PROBLEM TO WORK ON — Count the lines in the entries below that contain the string "item", and reply with the number alone.
>>>
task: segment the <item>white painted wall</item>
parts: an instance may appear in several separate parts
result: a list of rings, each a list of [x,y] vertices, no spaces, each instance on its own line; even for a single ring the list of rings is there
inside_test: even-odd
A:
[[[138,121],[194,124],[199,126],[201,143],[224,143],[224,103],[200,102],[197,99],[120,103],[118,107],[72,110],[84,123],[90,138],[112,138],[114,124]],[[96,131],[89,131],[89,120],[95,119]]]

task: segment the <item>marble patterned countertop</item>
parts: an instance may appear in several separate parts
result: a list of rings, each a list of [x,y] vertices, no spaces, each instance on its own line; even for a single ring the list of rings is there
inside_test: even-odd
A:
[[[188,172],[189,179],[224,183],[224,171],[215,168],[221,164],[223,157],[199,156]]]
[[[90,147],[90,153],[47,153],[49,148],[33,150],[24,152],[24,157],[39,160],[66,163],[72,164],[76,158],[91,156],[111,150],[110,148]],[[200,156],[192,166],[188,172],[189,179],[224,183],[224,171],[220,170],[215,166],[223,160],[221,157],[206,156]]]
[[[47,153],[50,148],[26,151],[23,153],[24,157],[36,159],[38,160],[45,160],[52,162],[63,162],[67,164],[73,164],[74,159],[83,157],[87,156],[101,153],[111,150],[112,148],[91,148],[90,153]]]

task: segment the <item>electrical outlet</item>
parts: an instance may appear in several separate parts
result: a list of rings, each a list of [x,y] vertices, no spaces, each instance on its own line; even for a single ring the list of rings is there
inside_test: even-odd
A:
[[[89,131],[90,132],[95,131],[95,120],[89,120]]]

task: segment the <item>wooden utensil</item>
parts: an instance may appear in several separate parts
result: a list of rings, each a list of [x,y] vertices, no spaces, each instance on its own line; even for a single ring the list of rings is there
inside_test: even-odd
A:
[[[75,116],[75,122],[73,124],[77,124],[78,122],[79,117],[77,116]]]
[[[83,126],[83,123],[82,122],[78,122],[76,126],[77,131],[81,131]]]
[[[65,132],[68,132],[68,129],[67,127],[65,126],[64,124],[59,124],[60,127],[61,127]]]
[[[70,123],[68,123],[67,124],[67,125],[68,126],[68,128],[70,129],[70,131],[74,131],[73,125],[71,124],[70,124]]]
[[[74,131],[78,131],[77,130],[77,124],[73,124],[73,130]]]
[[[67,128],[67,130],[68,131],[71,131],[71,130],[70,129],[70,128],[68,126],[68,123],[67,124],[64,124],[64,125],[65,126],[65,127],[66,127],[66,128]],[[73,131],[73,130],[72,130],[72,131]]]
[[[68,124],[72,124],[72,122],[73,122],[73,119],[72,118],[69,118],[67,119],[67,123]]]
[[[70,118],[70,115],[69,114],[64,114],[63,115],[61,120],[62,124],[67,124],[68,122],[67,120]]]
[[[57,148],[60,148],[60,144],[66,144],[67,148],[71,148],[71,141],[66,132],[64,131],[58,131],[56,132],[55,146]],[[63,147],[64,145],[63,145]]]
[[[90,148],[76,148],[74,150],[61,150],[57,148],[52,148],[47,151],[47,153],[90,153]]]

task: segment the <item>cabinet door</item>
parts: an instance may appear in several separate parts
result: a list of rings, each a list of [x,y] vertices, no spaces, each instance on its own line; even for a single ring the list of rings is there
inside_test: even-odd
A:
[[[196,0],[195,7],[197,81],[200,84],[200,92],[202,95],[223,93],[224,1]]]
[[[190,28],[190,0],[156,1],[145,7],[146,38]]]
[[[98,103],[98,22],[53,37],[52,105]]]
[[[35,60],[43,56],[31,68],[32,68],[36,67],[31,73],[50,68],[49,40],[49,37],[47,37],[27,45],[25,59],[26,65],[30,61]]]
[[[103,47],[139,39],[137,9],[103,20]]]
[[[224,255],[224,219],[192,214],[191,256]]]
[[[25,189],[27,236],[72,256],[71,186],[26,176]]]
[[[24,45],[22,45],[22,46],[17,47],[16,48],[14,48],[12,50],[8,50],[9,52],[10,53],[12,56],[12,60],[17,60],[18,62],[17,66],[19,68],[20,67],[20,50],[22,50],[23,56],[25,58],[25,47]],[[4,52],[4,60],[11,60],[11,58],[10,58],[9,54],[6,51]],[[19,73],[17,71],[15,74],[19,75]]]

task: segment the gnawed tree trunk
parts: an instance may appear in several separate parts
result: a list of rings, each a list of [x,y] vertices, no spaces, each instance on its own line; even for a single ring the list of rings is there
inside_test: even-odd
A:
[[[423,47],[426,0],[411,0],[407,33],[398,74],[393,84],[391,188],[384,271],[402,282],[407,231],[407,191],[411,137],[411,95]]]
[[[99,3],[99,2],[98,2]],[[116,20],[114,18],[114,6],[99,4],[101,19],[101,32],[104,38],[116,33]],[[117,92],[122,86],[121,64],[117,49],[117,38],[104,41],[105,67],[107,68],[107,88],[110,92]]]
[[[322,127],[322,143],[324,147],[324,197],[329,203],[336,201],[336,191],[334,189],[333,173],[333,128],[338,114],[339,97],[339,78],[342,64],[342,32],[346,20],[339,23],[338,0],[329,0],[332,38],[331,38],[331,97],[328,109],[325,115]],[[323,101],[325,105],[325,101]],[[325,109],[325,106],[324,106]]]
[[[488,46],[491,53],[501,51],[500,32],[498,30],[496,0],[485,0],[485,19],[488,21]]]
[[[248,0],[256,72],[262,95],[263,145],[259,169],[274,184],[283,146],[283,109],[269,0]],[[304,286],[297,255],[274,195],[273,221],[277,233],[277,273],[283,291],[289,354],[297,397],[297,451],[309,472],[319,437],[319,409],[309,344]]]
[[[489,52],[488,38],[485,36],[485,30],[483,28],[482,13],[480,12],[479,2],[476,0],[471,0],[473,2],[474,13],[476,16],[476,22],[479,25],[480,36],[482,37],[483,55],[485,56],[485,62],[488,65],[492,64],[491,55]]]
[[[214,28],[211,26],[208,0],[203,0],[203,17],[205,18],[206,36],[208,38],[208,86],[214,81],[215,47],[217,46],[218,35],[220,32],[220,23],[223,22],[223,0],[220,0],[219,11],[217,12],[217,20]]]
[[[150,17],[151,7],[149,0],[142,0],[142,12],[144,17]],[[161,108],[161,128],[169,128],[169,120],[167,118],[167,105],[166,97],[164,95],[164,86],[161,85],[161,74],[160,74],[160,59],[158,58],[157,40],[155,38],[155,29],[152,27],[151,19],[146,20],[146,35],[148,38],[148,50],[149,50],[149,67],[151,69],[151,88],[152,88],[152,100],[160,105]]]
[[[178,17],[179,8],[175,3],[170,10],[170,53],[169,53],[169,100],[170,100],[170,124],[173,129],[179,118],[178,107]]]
<<<
REPLY — 5